YOUR GOAL
A word-for-word copy of the records below is required.

Saved data entries:
★ ★ ★
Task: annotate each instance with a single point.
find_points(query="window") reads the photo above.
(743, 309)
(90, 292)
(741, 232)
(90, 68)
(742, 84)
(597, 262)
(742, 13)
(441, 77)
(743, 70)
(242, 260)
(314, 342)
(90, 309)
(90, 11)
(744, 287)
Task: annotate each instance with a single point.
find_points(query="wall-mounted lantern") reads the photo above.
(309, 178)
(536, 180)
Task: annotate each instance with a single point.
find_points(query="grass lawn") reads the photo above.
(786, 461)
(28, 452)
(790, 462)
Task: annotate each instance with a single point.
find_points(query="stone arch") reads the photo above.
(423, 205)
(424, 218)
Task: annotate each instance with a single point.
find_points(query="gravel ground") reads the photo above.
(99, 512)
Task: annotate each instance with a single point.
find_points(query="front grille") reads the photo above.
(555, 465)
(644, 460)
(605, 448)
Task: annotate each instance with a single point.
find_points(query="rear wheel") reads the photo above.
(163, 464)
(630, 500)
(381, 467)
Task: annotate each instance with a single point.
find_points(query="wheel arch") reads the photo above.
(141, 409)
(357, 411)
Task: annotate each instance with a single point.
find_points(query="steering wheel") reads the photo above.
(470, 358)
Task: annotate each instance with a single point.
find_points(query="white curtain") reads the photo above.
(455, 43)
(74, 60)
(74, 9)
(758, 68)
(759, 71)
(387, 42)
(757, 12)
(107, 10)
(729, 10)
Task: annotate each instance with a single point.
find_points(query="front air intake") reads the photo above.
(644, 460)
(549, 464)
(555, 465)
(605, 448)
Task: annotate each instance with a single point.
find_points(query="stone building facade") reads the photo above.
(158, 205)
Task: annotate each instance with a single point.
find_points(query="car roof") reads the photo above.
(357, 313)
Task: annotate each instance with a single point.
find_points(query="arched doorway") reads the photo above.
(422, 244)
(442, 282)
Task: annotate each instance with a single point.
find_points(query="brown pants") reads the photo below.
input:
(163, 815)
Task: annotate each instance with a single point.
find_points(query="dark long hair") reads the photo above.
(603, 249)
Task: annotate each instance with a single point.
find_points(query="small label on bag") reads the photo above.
★ ★ ★
EXERCISE SOLUTION
Task: annotate each instance with a single point.
find_points(query="window") reads the photo above.
(743, 309)
(90, 292)
(741, 232)
(90, 68)
(742, 84)
(597, 262)
(742, 13)
(441, 77)
(743, 70)
(242, 260)
(314, 342)
(90, 309)
(90, 11)
(744, 287)
Task: annotate each instance with a single point.
find_points(query="wall-mounted lantern") reads the photo above.
(309, 178)
(536, 180)
Task: annotate each instance with a single point.
find_points(query="grass lawn") reads the photo above.
(786, 461)
(28, 452)
(790, 462)
Task: annotate each instance with a single point.
find_points(query="stone arch") reads the photo above.
(423, 205)
(424, 218)
Task: annotate each instance with a single point.
find_points(query="gravel ground") reads the photo above.
(99, 512)
Task: annotate each instance with a single point.
find_points(query="front grille") reads the photo above.
(555, 465)
(644, 460)
(605, 448)
Task: annotate each instance with a single point.
find_points(query="rear wheel") reads the photo above.
(163, 464)
(630, 500)
(381, 467)
Task: annotate each instance with a single point.
find_points(query="wheel arch") reads the photo above.
(141, 409)
(357, 411)
Task: annotate each instance with a single point.
find_points(query="steering wheel") reads the photo above.
(470, 358)
Task: annotate each instance with a single point.
find_points(query="white curtain") reads the photo above.
(455, 43)
(74, 60)
(74, 9)
(758, 68)
(759, 71)
(387, 42)
(757, 12)
(107, 10)
(729, 10)
Task: annotate each instance with a single point.
find_points(query="front air intake") reads the photo above.
(644, 460)
(549, 464)
(555, 465)
(605, 448)
Task: annotate each instance with a single point.
find_points(query="stone building facade") reads the photo above.
(158, 205)
Task: annotate each instance with a single point.
find_points(query="car roof") reads the photo above.
(357, 313)
Task: annotate each instance with a single point.
find_points(query="arched doorway") reads the photo above.
(422, 244)
(442, 282)
Task: annotate each instance with a single point.
find_points(query="brown pants") reads the photo below.
input:
(163, 815)
Task: annotate each instance with a single point.
find_points(query="dark long hair") reads the photo above.
(603, 249)
Task: annotate each instance with a single point.
find_points(query="small label on bag") reads the photo above.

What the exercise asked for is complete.